=== EXTRACTED TEXT ===
[ricksharp]

Interesting discussion. I’d like to ask a sincere question:

Wouldn’t a system A that is capable of encoding another complex system B, need to be as complex in order to encode all the information in the result?

It’s like a compression algorithm, you can encode the information, but the complexity level of that information is still there (also the difficulty in compressing the information increases very fast - exponentially or maybe even factorially).

So if the most basic protein sequence requires so many bits of information, wouldn’t anything capable of producing that (in a non-random manner) also require at least that level of information (if not more).

It doesn’t matter what process we call systems A and B.

So it seems if randomness doesn’t solve the problem (because math), then the only conclusion is that there is a fundamental requirement for intentionality.

[Cogito]

It's possible for a simple thing to encode something more complex, deterministically.

The prime example is The Game of Life - simple rules from which complex behaviour emerges.

This idea of information is one we're putting onto the system, not some inherent attribute. Yes, the encoding of a protein needs to have enough information to produce that protein (or a family of proteins), but that says nothing about the process that created the encoding.

Referring-expression data:
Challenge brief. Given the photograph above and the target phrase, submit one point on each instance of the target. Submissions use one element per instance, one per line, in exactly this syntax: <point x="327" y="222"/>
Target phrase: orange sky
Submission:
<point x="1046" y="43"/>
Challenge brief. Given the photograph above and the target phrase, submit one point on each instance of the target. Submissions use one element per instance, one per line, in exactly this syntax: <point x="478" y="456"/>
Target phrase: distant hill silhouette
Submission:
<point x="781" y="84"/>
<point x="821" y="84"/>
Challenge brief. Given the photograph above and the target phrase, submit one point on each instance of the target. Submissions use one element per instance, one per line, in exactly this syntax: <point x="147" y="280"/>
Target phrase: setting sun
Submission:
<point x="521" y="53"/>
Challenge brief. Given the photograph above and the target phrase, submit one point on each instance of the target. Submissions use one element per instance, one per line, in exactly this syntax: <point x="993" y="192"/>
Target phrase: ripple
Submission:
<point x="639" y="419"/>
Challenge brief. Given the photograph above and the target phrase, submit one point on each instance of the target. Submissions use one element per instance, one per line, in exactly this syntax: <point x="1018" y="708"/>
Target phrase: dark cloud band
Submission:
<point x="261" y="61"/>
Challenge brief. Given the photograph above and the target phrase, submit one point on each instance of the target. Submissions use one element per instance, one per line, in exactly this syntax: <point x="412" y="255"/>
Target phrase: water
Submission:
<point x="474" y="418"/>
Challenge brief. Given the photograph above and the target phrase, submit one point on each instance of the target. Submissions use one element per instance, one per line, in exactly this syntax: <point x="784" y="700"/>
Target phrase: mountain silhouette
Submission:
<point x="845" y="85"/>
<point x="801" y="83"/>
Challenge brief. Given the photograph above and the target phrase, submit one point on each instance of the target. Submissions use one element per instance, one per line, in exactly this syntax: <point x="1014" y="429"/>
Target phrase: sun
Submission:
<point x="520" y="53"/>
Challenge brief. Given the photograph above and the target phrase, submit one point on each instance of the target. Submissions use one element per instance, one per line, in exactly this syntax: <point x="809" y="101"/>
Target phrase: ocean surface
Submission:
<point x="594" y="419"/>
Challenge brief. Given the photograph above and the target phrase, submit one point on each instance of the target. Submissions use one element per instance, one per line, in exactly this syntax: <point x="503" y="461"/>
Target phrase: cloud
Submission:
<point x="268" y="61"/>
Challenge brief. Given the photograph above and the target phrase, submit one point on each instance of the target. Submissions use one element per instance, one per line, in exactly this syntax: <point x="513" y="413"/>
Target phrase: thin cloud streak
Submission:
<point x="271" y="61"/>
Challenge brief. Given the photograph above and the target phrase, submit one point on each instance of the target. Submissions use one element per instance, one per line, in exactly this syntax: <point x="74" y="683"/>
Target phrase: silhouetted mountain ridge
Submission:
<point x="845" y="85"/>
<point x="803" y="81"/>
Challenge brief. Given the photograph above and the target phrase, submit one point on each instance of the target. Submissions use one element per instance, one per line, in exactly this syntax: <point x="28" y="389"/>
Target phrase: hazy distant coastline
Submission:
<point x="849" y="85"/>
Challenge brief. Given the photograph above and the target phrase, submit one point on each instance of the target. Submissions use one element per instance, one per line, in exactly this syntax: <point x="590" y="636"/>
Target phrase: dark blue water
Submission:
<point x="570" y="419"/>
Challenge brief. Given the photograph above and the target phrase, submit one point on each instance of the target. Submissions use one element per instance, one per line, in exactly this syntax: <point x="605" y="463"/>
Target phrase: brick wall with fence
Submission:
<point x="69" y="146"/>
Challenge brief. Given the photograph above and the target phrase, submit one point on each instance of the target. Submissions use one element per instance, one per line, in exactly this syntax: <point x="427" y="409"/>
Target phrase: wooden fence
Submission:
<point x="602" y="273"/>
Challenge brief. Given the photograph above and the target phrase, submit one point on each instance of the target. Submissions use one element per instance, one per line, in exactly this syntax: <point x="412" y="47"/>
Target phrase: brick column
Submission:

=== CHECK YOUR UNDERSTANDING ===
A - Write out the part of the forum thread that opens with the words containing "So it seems" and closes with "complex behaviour emerges.".
B - In the forum thread, what does Cogito name as the prime example of simple rules from which complex behavior emerges?
Draw your answers from the forum thread and nothing else.

=== EXPECTED RESPONSES ===
A -
So it seems if randomness doesn’t solve the problem (because math), then the only conclusion is that there is a fundamental requirement for intentionality.

[Cogito]

It's possible for a simple thing to encode something more complex, deterministically.

The prime example is The Game of Life - simple rules from which complex behaviour emerges.

B - The Game of Life.